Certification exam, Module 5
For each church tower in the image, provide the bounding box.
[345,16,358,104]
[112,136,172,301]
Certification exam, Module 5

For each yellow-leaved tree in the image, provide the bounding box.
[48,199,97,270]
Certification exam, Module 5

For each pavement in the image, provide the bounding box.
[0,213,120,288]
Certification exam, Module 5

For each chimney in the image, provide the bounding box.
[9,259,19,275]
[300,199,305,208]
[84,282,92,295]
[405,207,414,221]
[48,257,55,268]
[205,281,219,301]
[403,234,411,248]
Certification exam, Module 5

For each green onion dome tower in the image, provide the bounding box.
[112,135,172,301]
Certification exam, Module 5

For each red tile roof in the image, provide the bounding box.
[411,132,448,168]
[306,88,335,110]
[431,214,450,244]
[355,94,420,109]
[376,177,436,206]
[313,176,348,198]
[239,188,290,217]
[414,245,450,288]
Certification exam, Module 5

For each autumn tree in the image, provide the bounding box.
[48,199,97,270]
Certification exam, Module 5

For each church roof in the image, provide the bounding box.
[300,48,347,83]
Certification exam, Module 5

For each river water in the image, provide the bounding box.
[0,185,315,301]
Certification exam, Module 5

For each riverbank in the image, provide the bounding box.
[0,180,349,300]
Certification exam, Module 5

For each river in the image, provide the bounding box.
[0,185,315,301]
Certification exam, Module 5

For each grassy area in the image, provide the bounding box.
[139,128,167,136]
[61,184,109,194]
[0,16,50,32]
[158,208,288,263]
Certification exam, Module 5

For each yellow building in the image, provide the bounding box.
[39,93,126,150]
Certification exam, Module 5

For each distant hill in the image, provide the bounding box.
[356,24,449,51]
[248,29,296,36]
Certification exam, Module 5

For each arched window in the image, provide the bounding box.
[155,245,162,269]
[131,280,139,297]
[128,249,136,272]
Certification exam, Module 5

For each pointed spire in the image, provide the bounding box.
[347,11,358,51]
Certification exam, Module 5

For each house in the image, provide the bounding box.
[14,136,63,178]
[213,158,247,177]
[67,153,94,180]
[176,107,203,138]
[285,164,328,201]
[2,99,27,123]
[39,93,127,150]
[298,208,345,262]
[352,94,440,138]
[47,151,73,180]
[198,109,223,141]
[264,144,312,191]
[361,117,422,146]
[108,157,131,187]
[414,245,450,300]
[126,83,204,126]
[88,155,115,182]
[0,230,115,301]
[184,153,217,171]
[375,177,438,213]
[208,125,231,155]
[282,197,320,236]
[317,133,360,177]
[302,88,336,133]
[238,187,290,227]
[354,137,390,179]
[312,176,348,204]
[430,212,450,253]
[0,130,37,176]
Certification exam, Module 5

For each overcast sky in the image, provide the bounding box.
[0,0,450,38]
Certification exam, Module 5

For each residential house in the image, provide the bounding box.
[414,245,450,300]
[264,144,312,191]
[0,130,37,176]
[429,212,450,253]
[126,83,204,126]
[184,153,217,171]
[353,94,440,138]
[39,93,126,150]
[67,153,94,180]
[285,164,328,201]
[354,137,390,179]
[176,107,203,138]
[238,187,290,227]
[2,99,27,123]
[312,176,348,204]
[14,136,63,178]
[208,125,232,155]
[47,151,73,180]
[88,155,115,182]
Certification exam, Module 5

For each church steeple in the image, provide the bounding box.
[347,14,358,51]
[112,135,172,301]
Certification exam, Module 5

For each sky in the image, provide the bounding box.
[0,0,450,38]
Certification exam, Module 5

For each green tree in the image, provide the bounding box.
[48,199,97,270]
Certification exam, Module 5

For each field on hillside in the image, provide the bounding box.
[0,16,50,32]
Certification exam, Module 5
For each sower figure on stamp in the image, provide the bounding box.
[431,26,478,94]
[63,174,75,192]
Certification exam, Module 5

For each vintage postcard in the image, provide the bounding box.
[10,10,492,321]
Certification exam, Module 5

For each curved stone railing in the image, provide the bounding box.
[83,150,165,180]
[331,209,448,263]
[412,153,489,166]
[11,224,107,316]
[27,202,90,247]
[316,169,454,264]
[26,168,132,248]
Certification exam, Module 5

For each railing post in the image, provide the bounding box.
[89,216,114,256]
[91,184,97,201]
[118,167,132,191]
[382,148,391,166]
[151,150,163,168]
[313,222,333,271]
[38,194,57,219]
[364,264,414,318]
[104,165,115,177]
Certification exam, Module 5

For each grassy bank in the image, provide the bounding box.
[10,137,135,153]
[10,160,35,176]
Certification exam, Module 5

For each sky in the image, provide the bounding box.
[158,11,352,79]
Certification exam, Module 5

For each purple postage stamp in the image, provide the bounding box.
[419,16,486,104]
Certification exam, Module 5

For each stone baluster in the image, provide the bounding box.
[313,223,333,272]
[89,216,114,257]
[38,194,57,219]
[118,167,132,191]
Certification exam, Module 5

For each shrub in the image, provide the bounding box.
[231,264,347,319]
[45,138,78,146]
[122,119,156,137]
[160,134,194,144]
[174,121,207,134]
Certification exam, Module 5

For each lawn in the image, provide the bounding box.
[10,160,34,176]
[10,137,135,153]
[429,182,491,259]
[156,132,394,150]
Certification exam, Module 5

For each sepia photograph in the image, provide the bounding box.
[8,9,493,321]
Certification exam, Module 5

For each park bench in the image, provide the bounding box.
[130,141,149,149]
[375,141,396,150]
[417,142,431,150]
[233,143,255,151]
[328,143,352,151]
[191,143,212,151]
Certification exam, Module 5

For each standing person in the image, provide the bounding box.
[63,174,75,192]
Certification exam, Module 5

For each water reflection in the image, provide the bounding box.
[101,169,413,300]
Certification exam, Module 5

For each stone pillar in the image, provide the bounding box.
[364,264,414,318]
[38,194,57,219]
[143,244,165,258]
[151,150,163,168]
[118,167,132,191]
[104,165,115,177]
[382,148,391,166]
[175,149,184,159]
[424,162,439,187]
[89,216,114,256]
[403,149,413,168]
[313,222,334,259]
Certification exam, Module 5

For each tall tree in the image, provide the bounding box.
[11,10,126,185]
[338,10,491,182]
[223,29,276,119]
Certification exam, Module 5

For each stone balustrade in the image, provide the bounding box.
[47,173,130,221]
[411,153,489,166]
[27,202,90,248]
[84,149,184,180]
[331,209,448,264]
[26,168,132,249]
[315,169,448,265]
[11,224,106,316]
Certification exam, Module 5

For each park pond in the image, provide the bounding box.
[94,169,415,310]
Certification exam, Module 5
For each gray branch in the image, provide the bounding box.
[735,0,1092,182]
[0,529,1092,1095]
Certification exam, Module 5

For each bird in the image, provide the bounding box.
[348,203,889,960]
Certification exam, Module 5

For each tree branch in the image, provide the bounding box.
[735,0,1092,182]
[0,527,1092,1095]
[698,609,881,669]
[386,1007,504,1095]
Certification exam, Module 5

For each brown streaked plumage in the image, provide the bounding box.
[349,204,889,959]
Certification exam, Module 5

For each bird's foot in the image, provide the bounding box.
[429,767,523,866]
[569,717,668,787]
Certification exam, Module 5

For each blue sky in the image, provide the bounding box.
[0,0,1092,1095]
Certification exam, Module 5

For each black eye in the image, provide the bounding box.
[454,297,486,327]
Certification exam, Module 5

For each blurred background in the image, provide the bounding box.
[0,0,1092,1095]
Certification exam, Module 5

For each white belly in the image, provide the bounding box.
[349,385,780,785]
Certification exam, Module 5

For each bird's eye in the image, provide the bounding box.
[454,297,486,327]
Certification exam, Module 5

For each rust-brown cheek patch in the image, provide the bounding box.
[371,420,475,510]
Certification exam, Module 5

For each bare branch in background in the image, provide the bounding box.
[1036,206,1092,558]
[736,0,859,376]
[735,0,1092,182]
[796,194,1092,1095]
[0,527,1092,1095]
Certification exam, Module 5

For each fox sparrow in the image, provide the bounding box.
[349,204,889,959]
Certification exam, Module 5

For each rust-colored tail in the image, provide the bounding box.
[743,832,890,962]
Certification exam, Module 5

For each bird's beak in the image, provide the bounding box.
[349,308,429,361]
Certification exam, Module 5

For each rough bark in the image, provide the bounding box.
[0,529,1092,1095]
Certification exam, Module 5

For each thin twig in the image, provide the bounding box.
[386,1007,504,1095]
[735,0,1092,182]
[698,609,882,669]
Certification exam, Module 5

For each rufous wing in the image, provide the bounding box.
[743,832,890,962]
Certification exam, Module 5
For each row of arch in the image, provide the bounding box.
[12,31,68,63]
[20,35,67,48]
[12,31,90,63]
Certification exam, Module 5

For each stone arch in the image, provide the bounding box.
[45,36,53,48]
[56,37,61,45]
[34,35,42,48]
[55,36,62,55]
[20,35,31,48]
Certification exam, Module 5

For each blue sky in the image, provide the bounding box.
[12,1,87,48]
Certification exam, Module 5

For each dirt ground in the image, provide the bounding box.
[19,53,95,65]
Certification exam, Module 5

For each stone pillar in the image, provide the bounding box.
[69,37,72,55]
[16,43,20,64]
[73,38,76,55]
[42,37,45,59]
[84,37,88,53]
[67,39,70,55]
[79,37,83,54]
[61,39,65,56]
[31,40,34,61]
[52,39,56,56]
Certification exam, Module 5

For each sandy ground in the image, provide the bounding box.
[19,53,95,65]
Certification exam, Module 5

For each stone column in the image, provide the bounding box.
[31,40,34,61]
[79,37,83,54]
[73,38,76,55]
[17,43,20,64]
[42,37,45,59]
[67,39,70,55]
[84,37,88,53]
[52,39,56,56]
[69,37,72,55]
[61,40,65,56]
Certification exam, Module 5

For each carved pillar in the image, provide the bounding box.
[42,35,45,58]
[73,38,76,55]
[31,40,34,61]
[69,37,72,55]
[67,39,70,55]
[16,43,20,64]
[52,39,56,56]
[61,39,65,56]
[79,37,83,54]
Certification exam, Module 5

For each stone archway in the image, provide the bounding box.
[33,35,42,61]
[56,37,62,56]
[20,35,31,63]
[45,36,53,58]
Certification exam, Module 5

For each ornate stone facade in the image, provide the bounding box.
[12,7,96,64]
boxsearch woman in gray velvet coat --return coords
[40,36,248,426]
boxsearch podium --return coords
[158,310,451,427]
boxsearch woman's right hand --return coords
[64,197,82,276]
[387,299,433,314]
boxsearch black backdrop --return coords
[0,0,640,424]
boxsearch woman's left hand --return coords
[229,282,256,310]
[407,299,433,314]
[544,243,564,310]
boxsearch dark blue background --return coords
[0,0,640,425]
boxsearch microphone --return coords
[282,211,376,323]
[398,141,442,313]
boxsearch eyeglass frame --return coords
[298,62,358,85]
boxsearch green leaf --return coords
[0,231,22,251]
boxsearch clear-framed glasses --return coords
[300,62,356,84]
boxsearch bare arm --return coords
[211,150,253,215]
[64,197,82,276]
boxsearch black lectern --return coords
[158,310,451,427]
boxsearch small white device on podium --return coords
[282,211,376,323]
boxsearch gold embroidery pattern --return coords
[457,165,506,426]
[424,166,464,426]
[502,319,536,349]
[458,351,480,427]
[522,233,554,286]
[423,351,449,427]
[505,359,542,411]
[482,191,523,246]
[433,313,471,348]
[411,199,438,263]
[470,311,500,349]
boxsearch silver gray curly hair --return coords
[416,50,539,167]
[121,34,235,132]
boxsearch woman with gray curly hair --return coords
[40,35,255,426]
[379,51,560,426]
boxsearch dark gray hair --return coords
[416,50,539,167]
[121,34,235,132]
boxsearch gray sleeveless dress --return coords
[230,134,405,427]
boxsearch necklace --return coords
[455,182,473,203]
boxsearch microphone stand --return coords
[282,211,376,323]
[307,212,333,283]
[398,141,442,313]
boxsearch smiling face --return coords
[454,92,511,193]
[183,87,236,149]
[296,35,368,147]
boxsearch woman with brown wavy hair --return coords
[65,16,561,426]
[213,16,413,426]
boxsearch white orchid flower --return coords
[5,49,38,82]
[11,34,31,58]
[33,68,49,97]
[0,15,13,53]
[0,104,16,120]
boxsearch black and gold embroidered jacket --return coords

## Directive
Format everything from the start of the records down to and including the line that contains "[158,208,288,263]" as a JSON list of strings, with one string per line and blank lines left out.

## Worked solution
[
  "Certification exam, Module 5",
  "For each church tower in the image, provide the bounding box.",
  "[345,16,358,104]",
  "[112,136,172,301]",
  "Certification exam, Module 5",
  "For each yellow-leaved tree in the image, provide the bounding box.",
  "[48,199,97,270]",
  "Certification exam, Module 5",
  "For each pavement in the image, provide the bounding box.",
  "[0,213,120,288]",
  "Certification exam, Module 5",
  "For each chimney in the image, provide the bounding box.",
  "[9,259,19,275]",
  "[300,199,305,208]",
  "[84,282,92,295]",
  "[405,207,414,221]",
  "[48,257,55,268]",
  "[205,281,219,301]",
  "[403,234,411,248]",
  "Certification exam, Module 5",
  "For each green onion dome tower in the image, provide the bounding box.",
  "[112,135,172,301]",
  "Certification exam, Module 5",
  "For each red tile roof in the image, provide the bounding box.",
  "[411,132,448,168]",
  "[306,88,335,110]",
  "[431,214,450,244]",
  "[355,94,420,109]",
  "[376,177,436,206]",
  "[313,176,348,198]",
  "[239,188,290,217]",
  "[414,245,450,288]",
  "Certification exam, Module 5",
  "For each autumn tree in the image, provide the bounding box.",
  "[48,199,97,270]",
  "Certification exam, Module 5",
  "For each church roof in the image, provide the bounding box.",
  "[300,48,347,83]",
  "Certification exam, Module 5",
  "For each river water in the image, provide the bounding box.",
  "[0,185,315,301]",
  "Certification exam, Module 5",
  "For each riverbank in the image, provide the bounding box.",
  "[0,180,349,300]",
  "Certification exam, Module 5",
  "For each river in the image, provide the bounding box.",
  "[0,185,315,301]",
  "Certification exam, Module 5",
  "For each grassy area in the image, provide the bounding box.",
  "[139,128,167,136]",
  "[61,184,109,194]",
  "[0,16,50,32]",
  "[158,208,288,263]"
]